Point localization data
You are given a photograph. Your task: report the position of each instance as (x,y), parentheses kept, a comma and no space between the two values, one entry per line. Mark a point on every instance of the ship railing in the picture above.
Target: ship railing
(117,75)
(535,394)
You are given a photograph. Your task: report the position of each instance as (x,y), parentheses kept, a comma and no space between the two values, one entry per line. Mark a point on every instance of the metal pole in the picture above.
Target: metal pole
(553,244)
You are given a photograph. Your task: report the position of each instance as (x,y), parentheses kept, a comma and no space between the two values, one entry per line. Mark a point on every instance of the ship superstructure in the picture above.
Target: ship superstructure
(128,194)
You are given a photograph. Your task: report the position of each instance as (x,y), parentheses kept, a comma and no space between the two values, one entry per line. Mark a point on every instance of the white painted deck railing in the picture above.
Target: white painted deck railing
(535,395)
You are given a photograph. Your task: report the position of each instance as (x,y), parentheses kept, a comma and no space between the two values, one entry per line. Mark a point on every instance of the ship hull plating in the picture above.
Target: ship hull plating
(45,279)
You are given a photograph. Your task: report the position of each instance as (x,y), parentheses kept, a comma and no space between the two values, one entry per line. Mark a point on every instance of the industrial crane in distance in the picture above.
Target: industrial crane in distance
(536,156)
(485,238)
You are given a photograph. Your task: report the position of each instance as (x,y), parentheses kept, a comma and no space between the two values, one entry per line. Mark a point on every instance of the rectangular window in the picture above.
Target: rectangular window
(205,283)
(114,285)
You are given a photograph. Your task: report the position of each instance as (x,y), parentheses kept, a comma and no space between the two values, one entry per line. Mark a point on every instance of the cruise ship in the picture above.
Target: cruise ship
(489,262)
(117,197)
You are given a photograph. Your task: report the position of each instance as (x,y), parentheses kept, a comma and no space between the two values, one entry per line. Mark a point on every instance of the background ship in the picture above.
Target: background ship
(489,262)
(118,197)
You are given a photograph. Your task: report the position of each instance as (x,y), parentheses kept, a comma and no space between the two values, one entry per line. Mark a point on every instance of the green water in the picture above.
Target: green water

- _Task to carry out_
Down to the last line, repeat the data exactly.

- _Response to the exercise_
You are given a photograph. Your task: report the position of each instance as (x,y), parentheses kept, a comma and no space between the two values, one entry per line. Mark a point on every instance of the ship railing in the picture above.
Target: ship railing
(117,75)
(535,394)
You are given a photograph. Your task: report the position of each instance as (x,y), parentheses kept, a comma and no space between the two values, one entry per line. Mark a point on every instance of the metal pole in the picture above.
Target: metal pole
(553,244)
You are given a photograph. Your task: report the position of each instance as (x,y), parentheses kept, a comma and no space between the two values, one entry per line. Mark a point on every instance of the ship superstructure in the picture above.
Target: ship superstructure
(128,194)
You are given a photograph. Your task: report the position of each instance as (x,y), parentheses kept, a comma and no space between the two values, one entry per line. Mark a point on every instance of the white painted deck railing in the picture above.
Target: white painted deck railing
(535,395)
You are given a photograph. Your task: report the position of each instance as (x,y), parentheses kept, a comma and no space between the two values, one entry per line. Mark a point on every instance of the ship hull plating in the picture above.
Target: ship hull plating
(45,279)
You are given a photograph. Your task: report the position of each instance as (x,y), parentheses kept, a comma and no space between the two values, one entry per line. Mark a point on every instance of the industrial crane in distance in the picture above.
Target: industrial crane in distance
(536,156)
(485,238)
You are given a photograph. Your task: report the position of each instance as (x,y), parentheses kept, a comma and no space between the two values, one entry per line. Mark a point on every instance of the rectangular window in the picture above.
Target: rectangular window
(205,283)
(114,285)
You are given a photograph. Your task: report the position of each instance as (x,y), parentheses kept, a comma and no space between the two values, one entry per line. Mark a point on every instance of the cruise ship in the picture above.
Target: cruise ship
(489,262)
(117,197)
You are given a photograph. Your task: report the position of each instance as (x,y), parentheses kept, a comma and no space between the two values, one entry per line. Mark a point on every instance of the background ship in the picture above.
Target: background ship
(489,262)
(118,197)
You are given a photograph. Your task: report the position of each instance as (x,y), parentheses kept, a comma and no space between the two values, one entry per line. Mark a point on every instance of the green water in the picture above.
Target: green water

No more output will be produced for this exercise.